(EXERCISES)
A - In the forum thread on addiction, what has the county jail begun giving addict inmates before release?
B - In the forum thread on addiction, list every kind of help that the treatment organizations call in other providers to supply.
C - From the forum thread on addiction, transcribe the passage that begins at the words "Now see, nothing" and stops after "out of line.".

(SOURCE TEXT)
[Start of Attachment]

And in the early/mid 70’s heroin was still prevalent in the larger cities. It wasn’t until the late 70’s/early 80’s that it started to be replaced by cocaine.
Yup.
I’m about the same age and demographics. I had the same experience half a country away in ahead-of-the-curve SoCal.
We all “knew”: Pot was as harmless as beer, pills were bad but controllable if you were careful, and heroin was a one way ticket to an ugly death in a couple years tops.
We’re doing that up here, out of necessity, and it’s come a long way in a short time. It’s understood that the epidemic of addiction burdens the whole community. So in some places, getting help could begin at local fire or police department. Walk in, tell them you want to get off of drugs, and they will call someone to come get you or drop you off somewhere. They partner with nonprofits who provide substance abuse treatment in its different forms; the treatment orgs call in others who provide food, child care, transport, financial help or whatever is possible. This includes church groups. It is not seamless and the system is not perfect, but it represents real progress.
The county jail has begun treating addict inmates with Vivitrol and mandatory counseling prior to release. That’s huge.
A frequent problem is not being able to overcome structural deficits in health services. Personnel issues mostly. It takes time to produce trained, experienced staff, and those working in substance abuse tend to be overworked and subject to burnout. I was talking with a LADC yesterday about 30-day treatment programs, pros and cons and so forth, kind of interesting because the LDAC is currently not affiliated with any programs - he’s driving a bus. Why, because working with addicts really sucks, and you do it for as long as your emotional capacity holds out. Then you do something else.
Along with everything else, there’s a growing need to care for the people who care for others.
Now see, nothing inspires me more than a (say) 17-year old addict, whether they want help or not. I can talk to problematic teens all day long without losing my faith in humanity. I average about thirty minutes on this board on any given day until I start to lose faith in humanity. True story.
LADC? LDAC? Enquiring minds want to know. 
Doubling down on being mean-spirited, (i.e., a jerk), is not appropriate behavior in this forum. I have known several addicts who have completely recovered, so your efforts at alternative futures to rationalize your callous comments fails. Repeating it is out of line.
This is a Warning to back off.

[End of Attachment]

(DATA SUPPLIED)
[Start of Attachment]

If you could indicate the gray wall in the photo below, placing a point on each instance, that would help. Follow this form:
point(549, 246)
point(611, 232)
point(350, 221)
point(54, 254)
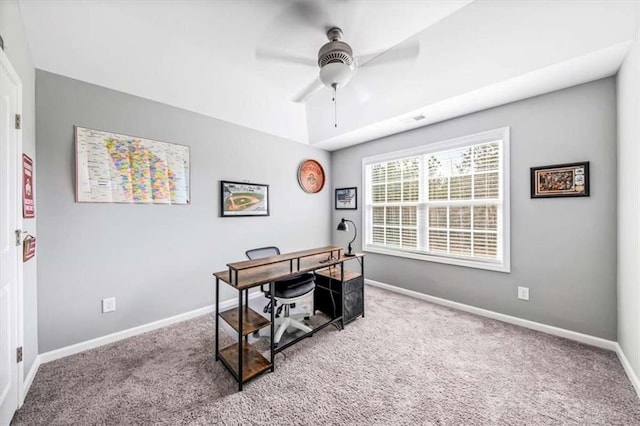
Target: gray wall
point(628, 85)
point(17, 49)
point(563, 249)
point(156, 260)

[End of Attachment]

(RESPONSES TO THE EXERCISE)
A - Vivitrol and mandatory counseling.

B - Food, child care, transport, financial help

C -
Now see, nothing inspires me more than a (say) 17-year old addict, whether they want help or not. I can talk to problematic teens all day long without losing my faith in humanity. I average about thirty minutes on this board on any given day until I start to lose faith in humanity. True story.
LADC? LDAC? Enquiring minds want to know. 
Doubling down on being mean-spirited, (i.e., a jerk), is not appropriate behavior in this forum. I have known several addicts who have completely recovered, so your efforts at alternative futures to rationalize your callous comments fails. Repeating it is out of line.